:: REQUIREMENT A ::
Summarize the piece on Agnes of Bohemia in two sentences.

:: GIVEN TEXT ::
:::

Agnes of Bohemia (, )  (1305–1337) was the only child of King Wenceslaus II of Bohemia by his second wife, Elisabeth Richeza of Poland. She was a member of the Přemyslid dynasty.

Family 
Her father's previous marriage to Judith of Habsburg had produced four surviving children, Wenceslaus III of Bohemia, Anna of Bohemia, Elisabeth of Bohemia and Margaret of Bohemia. Wenceslaus II died in 1305 and his heir Wenceslaus III was assassinated one year later, in Olomouc, on his way to Poland.

Agnes' mother, Elisabeth, subsequently married Rudolph III, son of Albert of Habsburg (King of the Romans) on 16 October 1306. Rudolph was chosen to be King of Bohemia by part of Czech nobility and Elisabeth remained queen for a short time. Rudolph died 4 July 1307 of dysentery after becoming ill during the siege of the fortress of one of the revolting noblemen, Bavor III of Strakonice. In his last will, Rudolph acknowledged Elizabeth's dowry towns and entailed her a huge amount of money.

:::

:: DATA EXCERPTS ::
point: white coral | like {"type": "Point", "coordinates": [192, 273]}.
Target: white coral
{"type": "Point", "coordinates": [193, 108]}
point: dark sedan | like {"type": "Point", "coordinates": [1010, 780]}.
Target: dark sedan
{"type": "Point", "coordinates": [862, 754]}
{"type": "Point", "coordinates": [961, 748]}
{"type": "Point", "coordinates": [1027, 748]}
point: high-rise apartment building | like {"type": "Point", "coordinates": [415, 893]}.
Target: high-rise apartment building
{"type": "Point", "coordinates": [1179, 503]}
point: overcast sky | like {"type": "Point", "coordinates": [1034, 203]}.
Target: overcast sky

:::

:: REQUIREMENT B ::
Transcribe all of the entries above, word for word and line by line.

:: EXERCISE ANSWER A ::
Agnes of Bohemia (1305–1337) was the only child of King Wenceslaus II of Bohemia and his second wife, Elisabeth Richeza of Poland, and belonged to the Přemyslid dynasty. Her father died in 1305 and his heir Wenceslaus III was assassinated a year later, after which her mother married Rudolph III, who was chosen King of Bohemia by part of the Czech nobility but died of dysentery in 1307.

:: EXERCISE ANSWER B ::
point: white coral | like {"type": "Point", "coordinates": [192, 273]}.
Target: white coral
{"type": "Point", "coordinates": [193, 108]}
point: dark sedan | like {"type": "Point", "coordinates": [1010, 780]}.
Target: dark sedan
{"type": "Point", "coordinates": [862, 754]}
{"type": "Point", "coordinates": [961, 748]}
{"type": "Point", "coordinates": [1027, 748]}
point: high-rise apartment building | like {"type": "Point", "coordinates": [415, 893]}.
Target: high-rise apartment building
{"type": "Point", "coordinates": [1179, 503]}
point: overcast sky | like {"type": "Point", "coordinates": [1034, 203]}.
Target: overcast sky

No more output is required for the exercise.